Region annotation entries =
· · · · · · ·

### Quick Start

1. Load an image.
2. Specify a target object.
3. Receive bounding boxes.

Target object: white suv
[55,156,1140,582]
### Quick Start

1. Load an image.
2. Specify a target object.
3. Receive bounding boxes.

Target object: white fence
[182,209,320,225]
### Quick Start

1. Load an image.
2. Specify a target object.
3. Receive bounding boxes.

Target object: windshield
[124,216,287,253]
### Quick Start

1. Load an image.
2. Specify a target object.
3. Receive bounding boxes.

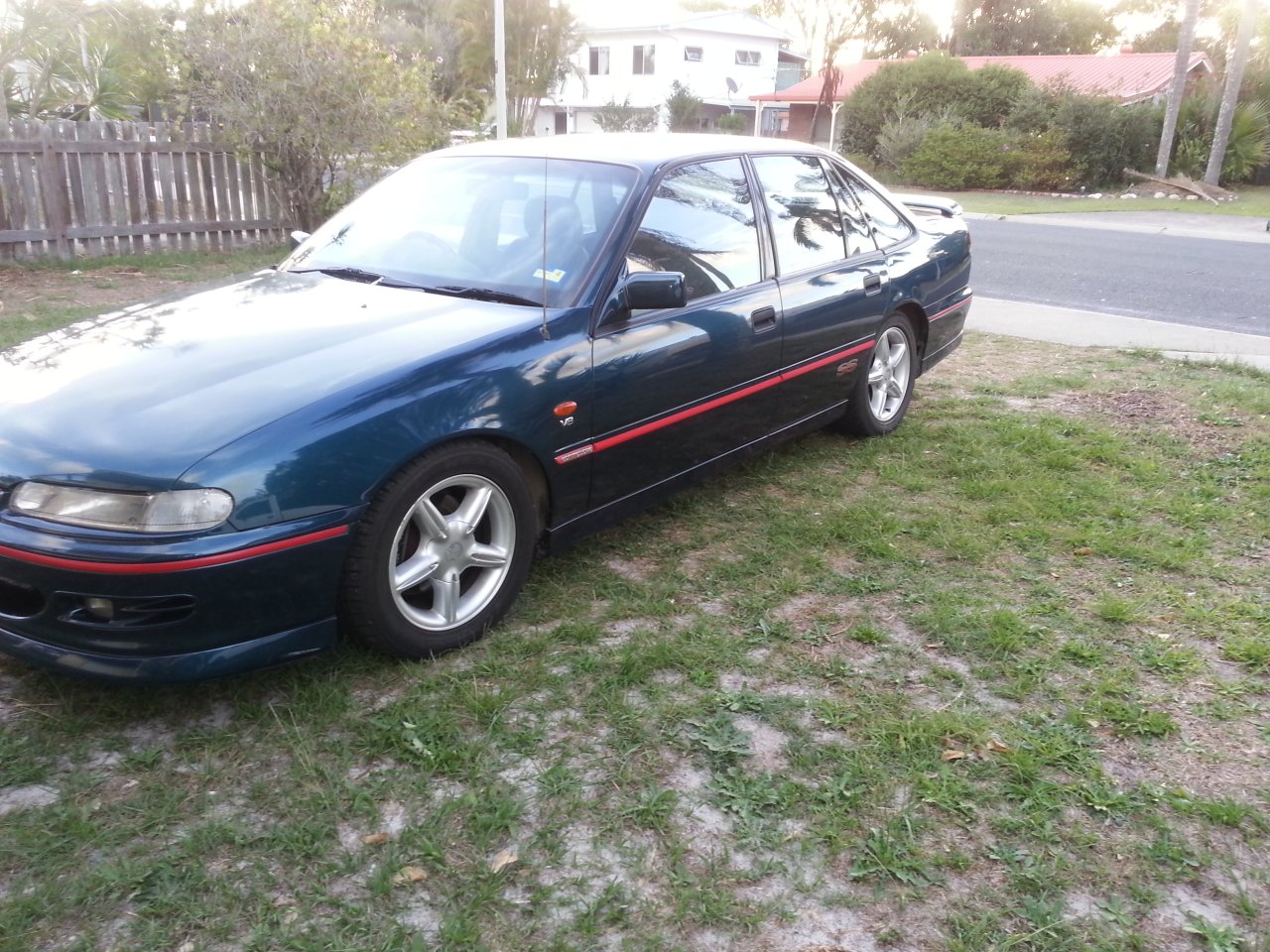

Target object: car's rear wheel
[340,443,537,657]
[840,313,917,436]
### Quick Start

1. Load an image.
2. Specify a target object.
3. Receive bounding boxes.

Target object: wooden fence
[0,119,283,259]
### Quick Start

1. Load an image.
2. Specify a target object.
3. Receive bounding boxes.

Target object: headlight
[9,482,234,532]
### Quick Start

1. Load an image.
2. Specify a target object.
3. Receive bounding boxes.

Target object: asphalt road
[969,218,1270,336]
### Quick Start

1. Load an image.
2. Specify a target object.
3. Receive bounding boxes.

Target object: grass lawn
[0,245,286,348]
[935,185,1270,218]
[0,257,1270,952]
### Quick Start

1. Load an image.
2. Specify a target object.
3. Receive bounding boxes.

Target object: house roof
[583,6,790,44]
[750,52,1212,103]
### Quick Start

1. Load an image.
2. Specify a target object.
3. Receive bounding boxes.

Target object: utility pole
[494,0,507,139]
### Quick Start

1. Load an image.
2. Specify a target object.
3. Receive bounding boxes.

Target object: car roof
[433,132,828,171]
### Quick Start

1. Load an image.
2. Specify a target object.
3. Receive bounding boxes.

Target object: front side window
[626,159,762,300]
[280,155,635,307]
[753,155,845,274]
[631,44,657,76]
[847,176,913,248]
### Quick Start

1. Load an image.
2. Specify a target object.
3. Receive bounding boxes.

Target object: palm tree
[1156,0,1199,177]
[1204,0,1257,185]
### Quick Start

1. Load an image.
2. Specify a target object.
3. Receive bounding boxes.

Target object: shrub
[956,63,1034,127]
[902,126,1015,189]
[1010,128,1072,191]
[876,115,952,172]
[838,54,1033,162]
[838,54,970,158]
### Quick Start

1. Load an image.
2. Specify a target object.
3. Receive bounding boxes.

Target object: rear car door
[590,158,781,507]
[752,155,889,424]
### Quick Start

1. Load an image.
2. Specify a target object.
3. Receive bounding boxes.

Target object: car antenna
[539,151,552,340]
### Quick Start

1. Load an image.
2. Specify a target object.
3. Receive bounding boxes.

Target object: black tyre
[340,443,539,657]
[839,313,917,436]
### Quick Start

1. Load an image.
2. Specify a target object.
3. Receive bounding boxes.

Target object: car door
[752,155,888,424]
[590,158,781,507]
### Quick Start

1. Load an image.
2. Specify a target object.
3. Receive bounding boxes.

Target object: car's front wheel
[340,443,537,657]
[840,313,917,436]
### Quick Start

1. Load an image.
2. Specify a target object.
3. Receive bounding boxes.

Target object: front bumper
[0,513,350,681]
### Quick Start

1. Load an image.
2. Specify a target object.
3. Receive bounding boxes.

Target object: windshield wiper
[423,285,543,307]
[292,268,419,289]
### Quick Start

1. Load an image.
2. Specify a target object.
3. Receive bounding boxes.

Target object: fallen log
[1124,169,1220,204]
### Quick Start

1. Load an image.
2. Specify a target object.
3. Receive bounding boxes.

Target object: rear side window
[752,155,845,274]
[626,159,762,300]
[847,176,913,248]
[828,165,877,258]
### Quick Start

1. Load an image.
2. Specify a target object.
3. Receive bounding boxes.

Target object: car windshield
[280,155,635,307]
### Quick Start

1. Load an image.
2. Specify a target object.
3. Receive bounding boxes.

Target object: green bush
[956,63,1034,127]
[876,115,956,172]
[838,54,1033,159]
[1010,127,1072,191]
[902,126,1016,189]
[1056,92,1162,187]
[838,54,970,158]
[1006,87,1162,187]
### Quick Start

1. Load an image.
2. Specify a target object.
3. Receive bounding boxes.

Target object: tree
[666,80,704,132]
[953,0,1119,56]
[0,0,164,121]
[185,0,447,230]
[865,3,943,60]
[456,0,583,136]
[1156,0,1199,177]
[378,0,479,126]
[593,96,657,132]
[1204,0,1257,185]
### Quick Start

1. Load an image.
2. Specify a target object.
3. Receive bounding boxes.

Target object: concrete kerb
[965,296,1270,371]
[962,211,1270,245]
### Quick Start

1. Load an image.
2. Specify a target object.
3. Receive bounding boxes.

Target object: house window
[631,44,655,76]
[590,46,608,76]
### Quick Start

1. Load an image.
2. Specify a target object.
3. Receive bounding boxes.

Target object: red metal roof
[750,52,1212,103]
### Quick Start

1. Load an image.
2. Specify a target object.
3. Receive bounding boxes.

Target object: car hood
[0,271,541,489]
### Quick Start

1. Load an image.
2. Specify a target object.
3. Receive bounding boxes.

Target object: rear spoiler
[895,195,961,218]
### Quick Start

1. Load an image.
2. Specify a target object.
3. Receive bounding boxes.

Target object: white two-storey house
[534,10,806,136]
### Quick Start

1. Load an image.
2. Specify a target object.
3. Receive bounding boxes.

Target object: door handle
[749,307,776,334]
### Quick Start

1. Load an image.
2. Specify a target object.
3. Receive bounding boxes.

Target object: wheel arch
[892,300,931,377]
[367,430,553,540]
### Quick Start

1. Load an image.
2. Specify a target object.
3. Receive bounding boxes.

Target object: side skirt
[543,401,847,553]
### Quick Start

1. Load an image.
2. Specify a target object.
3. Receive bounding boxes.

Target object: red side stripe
[593,377,781,453]
[781,340,872,384]
[555,340,874,466]
[0,526,349,575]
[929,295,974,321]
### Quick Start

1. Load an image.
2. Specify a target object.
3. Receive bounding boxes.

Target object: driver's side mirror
[617,272,689,311]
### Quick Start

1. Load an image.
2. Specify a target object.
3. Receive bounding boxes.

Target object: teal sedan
[0,135,971,680]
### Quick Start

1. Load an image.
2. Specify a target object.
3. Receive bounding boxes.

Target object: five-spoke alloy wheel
[842,313,917,436]
[343,443,537,657]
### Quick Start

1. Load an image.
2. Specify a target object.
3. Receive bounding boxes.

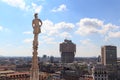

· · · · · · ·

Task = Reproduce the items, requests included, from the beginning of the items through the line containing "[752,155,889,424]", with that line included, and shift every bounding box coordinate in the answers up by 105. Omit the pictures from your reproduction.

Exercise solution =
### Quick Start

1. Load an image.
2. Specify a target object.
3. Receive bounding boxes.

Target object: white suv
[160,261,1245,687]
### Quick Start

1. Load an image.
2. Specify a target object.
3. Receive bounding boxes.

Target object: white fence
[287,314,425,330]
### Quick Start

1. Load an image.
2. Specify a target object.
3. Receive bounding boxes.

Target object: windshield
[229,321,392,358]
### Quick Start

1. Load an image.
2. Specify a target object.
3. Receive bounding boxes.


Target object: car's rear wheel
[445,548,642,762]
[945,418,1022,541]
### Quick Start

1. Load an image.
2. Specify a target object.
3. Receive bounding boxes.

Target object: wooden fence
[105,224,388,364]
### Quick Start

1. Load an image.
2. Specify a target object.
3. Receive bounding boxes.

Target object: headlight
[114,587,339,637]
### Quick Start

1. Load an image.
2. Specify a target object.
3. Receive bounding boxes.

Target object: asphalt road
[1074,323,1375,441]
### Quick Start

1. Load an image.
2. Specify a target object.
3. Receive bounding boxes.

Target object: grass lawn
[105,350,391,453]
[1040,290,1375,323]
[105,362,1375,1057]
### Quick Start

1. Load an image.
2. Specify a target object.
3. Receive bounding boxes.

Target object: house roof
[688,111,895,149]
[855,157,1317,208]
### Quick Start

1. Load an image.
2. Specify a target object.
3. Receive bounding boxes.

Target object: utility pole
[599,105,612,244]
### Quick Start

1. Load an image.
2. Specify a target object.
3. Receive bounding boxes.

Target object: car roof
[538,237,933,276]
### Quick Start

1. Load an image.
2. Specify a target object.
3. Receive bounding boxes.

Target object: front side window
[731,264,867,405]
[385,260,740,412]
[858,260,950,379]
[736,149,762,181]
[952,281,1018,353]
### Quick Start

1. Load an image.
2. Specify a target object.
3. Receive bounding boxes.

Target object: palm tree
[1261,105,1304,282]
[1309,105,1362,290]
### Quick Start

1. Load an image.
2. Specify a target object.
3. Receive bounding boxes.

Target object: shrub
[1061,168,1139,232]
[1007,231,1120,294]
[1115,233,1177,296]
[981,220,1057,277]
[943,159,1138,267]
[943,159,1075,263]
### Quick Start

1. Load an image.
2. Specify a target object.
3. Receive bounding boxes.

Target object: rear car door
[695,263,886,612]
[857,260,994,529]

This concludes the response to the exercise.